Do this >>
Each entry must appear again exactly as it does in the source.

Collected data
——
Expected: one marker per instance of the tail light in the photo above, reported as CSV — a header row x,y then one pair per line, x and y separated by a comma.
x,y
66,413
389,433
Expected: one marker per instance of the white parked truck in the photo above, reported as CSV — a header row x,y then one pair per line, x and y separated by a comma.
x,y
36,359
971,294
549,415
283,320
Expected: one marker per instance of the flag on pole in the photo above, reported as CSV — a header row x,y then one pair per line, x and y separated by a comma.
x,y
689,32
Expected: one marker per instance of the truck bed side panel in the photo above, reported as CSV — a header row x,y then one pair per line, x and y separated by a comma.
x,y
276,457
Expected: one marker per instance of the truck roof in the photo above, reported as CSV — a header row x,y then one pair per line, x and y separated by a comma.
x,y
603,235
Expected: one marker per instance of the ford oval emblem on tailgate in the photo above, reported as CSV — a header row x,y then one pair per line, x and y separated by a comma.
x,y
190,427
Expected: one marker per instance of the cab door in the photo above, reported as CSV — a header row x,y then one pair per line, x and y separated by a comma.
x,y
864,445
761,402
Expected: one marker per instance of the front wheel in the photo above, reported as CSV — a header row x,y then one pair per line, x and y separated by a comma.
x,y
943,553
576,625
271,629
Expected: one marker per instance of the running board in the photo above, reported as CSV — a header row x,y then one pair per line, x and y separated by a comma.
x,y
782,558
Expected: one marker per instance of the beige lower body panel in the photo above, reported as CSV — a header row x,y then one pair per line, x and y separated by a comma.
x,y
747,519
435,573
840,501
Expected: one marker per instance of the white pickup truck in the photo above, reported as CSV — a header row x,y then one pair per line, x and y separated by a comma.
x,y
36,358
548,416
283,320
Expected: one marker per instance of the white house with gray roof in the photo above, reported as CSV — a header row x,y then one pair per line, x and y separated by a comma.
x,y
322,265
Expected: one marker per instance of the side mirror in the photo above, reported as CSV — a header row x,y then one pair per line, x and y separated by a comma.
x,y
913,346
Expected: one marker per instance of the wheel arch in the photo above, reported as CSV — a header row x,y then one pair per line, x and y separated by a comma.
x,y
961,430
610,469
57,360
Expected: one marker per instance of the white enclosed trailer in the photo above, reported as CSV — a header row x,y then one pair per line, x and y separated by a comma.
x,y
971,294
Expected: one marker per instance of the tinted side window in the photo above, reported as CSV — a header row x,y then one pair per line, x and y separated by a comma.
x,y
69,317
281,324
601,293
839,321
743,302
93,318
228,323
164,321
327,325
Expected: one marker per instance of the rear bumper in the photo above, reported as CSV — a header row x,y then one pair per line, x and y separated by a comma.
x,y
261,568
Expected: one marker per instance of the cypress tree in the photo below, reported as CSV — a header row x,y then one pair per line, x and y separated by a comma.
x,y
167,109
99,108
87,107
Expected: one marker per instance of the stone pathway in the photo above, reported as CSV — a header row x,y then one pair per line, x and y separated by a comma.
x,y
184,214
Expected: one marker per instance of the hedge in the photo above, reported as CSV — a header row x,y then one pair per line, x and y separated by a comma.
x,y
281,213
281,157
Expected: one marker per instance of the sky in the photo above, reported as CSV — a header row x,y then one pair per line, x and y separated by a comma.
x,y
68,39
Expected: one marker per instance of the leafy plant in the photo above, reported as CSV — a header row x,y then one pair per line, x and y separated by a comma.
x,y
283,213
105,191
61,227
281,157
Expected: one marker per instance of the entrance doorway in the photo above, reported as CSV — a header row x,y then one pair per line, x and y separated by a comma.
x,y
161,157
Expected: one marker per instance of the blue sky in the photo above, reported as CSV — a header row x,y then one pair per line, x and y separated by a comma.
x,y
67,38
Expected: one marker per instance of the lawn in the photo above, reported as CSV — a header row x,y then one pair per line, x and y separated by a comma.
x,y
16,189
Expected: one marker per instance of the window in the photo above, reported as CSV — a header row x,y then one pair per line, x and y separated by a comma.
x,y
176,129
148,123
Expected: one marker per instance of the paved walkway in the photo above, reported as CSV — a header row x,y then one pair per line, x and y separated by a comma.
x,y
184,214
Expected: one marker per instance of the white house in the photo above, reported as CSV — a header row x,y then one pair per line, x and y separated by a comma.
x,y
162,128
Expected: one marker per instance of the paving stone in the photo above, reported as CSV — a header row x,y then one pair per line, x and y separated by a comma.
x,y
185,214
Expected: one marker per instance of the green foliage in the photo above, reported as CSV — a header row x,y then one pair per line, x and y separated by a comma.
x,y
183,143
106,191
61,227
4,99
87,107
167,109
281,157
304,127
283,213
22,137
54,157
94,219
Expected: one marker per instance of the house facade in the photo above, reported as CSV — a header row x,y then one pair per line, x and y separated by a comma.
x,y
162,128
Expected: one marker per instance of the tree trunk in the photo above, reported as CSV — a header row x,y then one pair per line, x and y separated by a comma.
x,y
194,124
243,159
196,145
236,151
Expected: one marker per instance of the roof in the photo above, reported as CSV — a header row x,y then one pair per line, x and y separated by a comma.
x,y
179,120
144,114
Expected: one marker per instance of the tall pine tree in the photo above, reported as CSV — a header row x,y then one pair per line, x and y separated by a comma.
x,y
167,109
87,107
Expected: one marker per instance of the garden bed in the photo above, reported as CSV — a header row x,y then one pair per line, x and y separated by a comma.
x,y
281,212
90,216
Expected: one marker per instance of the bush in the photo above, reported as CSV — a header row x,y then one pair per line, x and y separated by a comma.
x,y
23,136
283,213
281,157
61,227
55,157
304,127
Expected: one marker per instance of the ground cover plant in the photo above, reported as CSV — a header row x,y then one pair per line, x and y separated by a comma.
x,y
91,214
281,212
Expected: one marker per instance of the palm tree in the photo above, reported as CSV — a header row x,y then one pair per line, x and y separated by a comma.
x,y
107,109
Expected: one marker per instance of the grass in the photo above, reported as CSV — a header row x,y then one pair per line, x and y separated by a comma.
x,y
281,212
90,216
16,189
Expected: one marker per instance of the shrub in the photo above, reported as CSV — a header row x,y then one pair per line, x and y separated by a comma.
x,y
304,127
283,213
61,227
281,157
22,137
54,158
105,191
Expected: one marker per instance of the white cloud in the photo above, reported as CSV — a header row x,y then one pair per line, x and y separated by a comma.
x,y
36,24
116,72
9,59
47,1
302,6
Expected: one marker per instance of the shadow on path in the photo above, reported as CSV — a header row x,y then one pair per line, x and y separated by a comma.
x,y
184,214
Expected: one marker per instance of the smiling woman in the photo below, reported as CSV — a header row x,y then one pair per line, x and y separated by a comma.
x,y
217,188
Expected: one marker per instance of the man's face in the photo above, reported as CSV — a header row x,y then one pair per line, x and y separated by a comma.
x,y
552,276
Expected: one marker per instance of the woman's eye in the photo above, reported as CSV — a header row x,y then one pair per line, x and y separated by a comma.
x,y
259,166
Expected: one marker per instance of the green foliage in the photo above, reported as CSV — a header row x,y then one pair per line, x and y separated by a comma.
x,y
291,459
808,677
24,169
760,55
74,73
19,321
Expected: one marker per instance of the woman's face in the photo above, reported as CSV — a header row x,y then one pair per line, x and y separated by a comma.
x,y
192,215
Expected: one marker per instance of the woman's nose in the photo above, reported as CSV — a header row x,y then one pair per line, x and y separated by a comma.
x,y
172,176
——
Task response >>
Expected: one marker per instance of the tail light in the photo above, reported as CSV — a header row x,y then one pair per line, x and y separated by a comma.
x,y
66,413
389,433
Expected: one marker per instance of the white parked truck in the photo above, reported as CSV — a header row x,y then one pair per line, x and y separated by a comma.
x,y
36,359
971,294
549,415
283,320
Expected: one marker per instance of the flag on pole in the photo above, reported as CSV — a header row x,y then one pair per line, x and y separated by a comma.
x,y
689,32
Expected: one marker per instance of the truck bed side panel in the photo above, reported as CSV — a header row x,y then one pair per line, x and y separated by a comma.
x,y
276,457
Expected: one marker per instance of the truck roof in the photo above, reported as CSV — a header row x,y then one pair per line, x and y separated by a comma.
x,y
603,235
Expected: one marker per instance of the ford oval emblem on tailgate in the photo above, reported as CSV — a header row x,y then one pair per line, x and y separated by a comma.
x,y
190,427
Expected: one marker per instance of the cab door in the photo above, reported as CSV — a header row x,y then one pair per line, x and y separated by a comma.
x,y
864,445
761,402
Expected: one marker per instance of the front wheel in the photo above, reported as CSV — a header row x,y then one pair per line, x and y separated by a comma.
x,y
943,553
576,625
271,629
Expected: one marker per instance of the running board in the photo above, reported as CSV — a header row x,y then one pair per line, x and y separated by a comma.
x,y
782,558
Expected: one marker per instance of the beige lower body panel in the photo above, reported as CSV — a header row x,y then one pair per line, x and y separated by a comma.
x,y
747,519
435,573
840,501
Expected: one marker per instance of the white pickup truck in the photo above, reported as CSV — a header row x,y then one pair per line, x and y separated by a comma.
x,y
36,358
548,416
283,320
Expected: one marker per instance of the white house with gray roof in the photo above, reported as CSV — a header row x,y then one pair per line, x and y separated by a comma.
x,y
322,265
Expected: one marker per instance of the side mirror in the photo above, reported as CSV — a header row x,y then one pair per line, x and y separated by a comma.
x,y
913,346
Expected: one marker per instance of the wheel arch in the photo above, reported as CSV — a header row x,y then one pair per line, x and y separated by a comma.
x,y
961,430
610,469
57,360
Expected: one marker per instance of the white enclosed trailer in the photo above, reported as CSV — a header row x,y then one pair per line, x and y separated by a comma.
x,y
971,294
Expected: one marker per instance of the tinted side window in the photo above, reported as CSV — a header row x,y then one pair per line, x and y separated by a comma.
x,y
69,317
281,324
601,293
839,321
743,302
93,318
228,323
164,321
327,325
Expected: one marker per instance of the rear bumper in the photo above, reported as CSV — a header row x,y then one pair per line, x and y separated by a comma.
x,y
261,568
Expected: one marker per instance of the cypress tree in the photo below, reported as CSV — a header row x,y then one pair per line, x and y separated by a comma.
x,y
167,109
99,108
87,107
Expected: one marker per instance of the stone pathway in the photo above, reported as CSV — a header row x,y then one pair per line, x and y separated by a comma.
x,y
184,214
Expected: one marker per instance of the hedge in the photo above, reported as CSV — a header row x,y then one pair per line, x and y separated by a comma.
x,y
281,213
281,157
Expected: one marker per instance of the sky in the photo above, reported as CSV — a header row x,y then one pair per line, x and y separated by a comma.
x,y
68,39
Expected: one marker per instance of the leafy plant in the photo above, reported as CSV — a header row x,y then one pair per line, x and y separated by a comma.
x,y
283,213
105,191
61,227
281,157
Expected: one marker per instance of the entrance doorway in the photo above, reported as CSV — a header row x,y then one pair per line, x and y separated by a comma.
x,y
161,157
Expected: one marker per instance of the blue sky in the photo above, reported as CSV — a header row x,y then one pair per line, x and y separated by a comma.
x,y
67,38
Expected: one marker per instance of the lawn in the photo above, reported as CSV — a header row x,y then one pair per line, x and y separated by a comma.
x,y
16,189
Expected: one marker per instance of the window in the photo above, reported as CSV — a header row x,y then one pair per line, x and y separated by a comma.
x,y
176,129
148,123
Expected: one marker per instance of the paved walkway in the photo above, reported as CSV — a header row x,y then one pair per line, x and y separated by a comma.
x,y
184,214
Expected: one marker per instance of the white house in the photo above, reported as CSV — a header row x,y then one pair per line, x and y separated by a comma.
x,y
162,128
Expected: one marker per instance of the paving stone in the photo above, reported as CSV — a header row x,y then one pair per line, x and y separated by a comma.
x,y
185,214
Expected: one marker per instance of the green foliage in the photo above, reported as CSV — a header row x,y then one pair per line, x and y separated by a comma.
x,y
183,143
106,191
61,227
4,99
87,107
167,109
281,157
304,127
283,213
22,137
54,157
94,219
Expected: one marker per instance of the house facade in the photo above, reported as CSV — a header row x,y then one pair per line, x and y separated by a comma.
x,y
162,128
Expected: one marker per instance of the tree trunk in the photo above, reported as CSV — a header row x,y then one pair per line, x and y separated by a comma.
x,y
194,124
243,159
196,145
236,151
Expected: one marker per instance of the roof in the photo above, reported as CSV — a header row x,y then one pair per line, x and y separated by a comma.
x,y
179,120
144,114
Expected: one marker per instance of the tall pine tree in the photo above, reported as CSV — a header row x,y then one pair per line, x and y separated by a comma.
x,y
167,109
87,107
Expected: one marker per instance of the garden bed in the photo above, reported as CSV — a header row x,y then one pair per line, x and y separated by a comma.
x,y
281,212
90,216
Expected: one marker per instance of the bush in the photo above, reported as CSV — a header row x,y then one pair per line, x and y separated by a comma.
x,y
23,136
283,213
281,157
61,227
55,157
304,127
Expected: one marker per instance of the ground cover plant in the photo above, reported as CSV — a header row x,y then one pair per line, x and y separated by a comma.
x,y
91,214
281,212
Expected: one marker per instance of the palm tree in the photo above, reported as CSV — a header row x,y then one pair per line, x and y separated by a comma.
x,y
107,109
Expected: one marker per instance of the grass in the photo above, reported as CSV — a header row x,y then one pair per line, x and y separated by a comma.
x,y
281,212
90,216
16,189
Expected: one marker per instance of the shrub in the photo above, reported as CSV — a header row x,y then one pair per line, x and y separated by a comma.
x,y
304,127
283,213
61,227
281,157
22,137
54,158
105,191
Expected: one marker per instance of the white cloud in the photo above, reported as CSV — a header row x,y then one pair per line, x and y separated by a comma.
x,y
36,24
116,72
9,59
47,1
302,6
Expected: one marker per instance of the shadow on path in the photo above, reported as CSV — a header row x,y then one pair per line, x and y separated by a comma.
x,y
184,214
Expected: one marker per instance of the smiling woman in the photo below, reported as CSV — a header row x,y then one pair per line, x and y separated by a comma.
x,y
217,188
Expected: one marker per instance of the man's face in the photo above, reported as CSV — a header row x,y then one pair per line, x and y separated by a comma.
x,y
552,276
Expected: one marker per instance of the woman's eye in the photo above, reported as CSV — a header row x,y then one pair per line, x and y separated by a comma.
x,y
259,166
Expected: one marker per instance of the green foliage in the photo above, reported as CSV — a header row x,y then one pair per line, x and y separated by a comma.
x,y
291,459
808,677
24,169
760,55
74,73
19,321
Expected: one marker per instance of the woman's face in the photo above, reported as CSV — a header row x,y then one pair per line, x and y separated by a comma.
x,y
192,215
Expected: one marker per instance of the woman's nose in the photo above, reported as CSV — a header row x,y then one pair per line, x and y separated by a comma.
x,y
172,176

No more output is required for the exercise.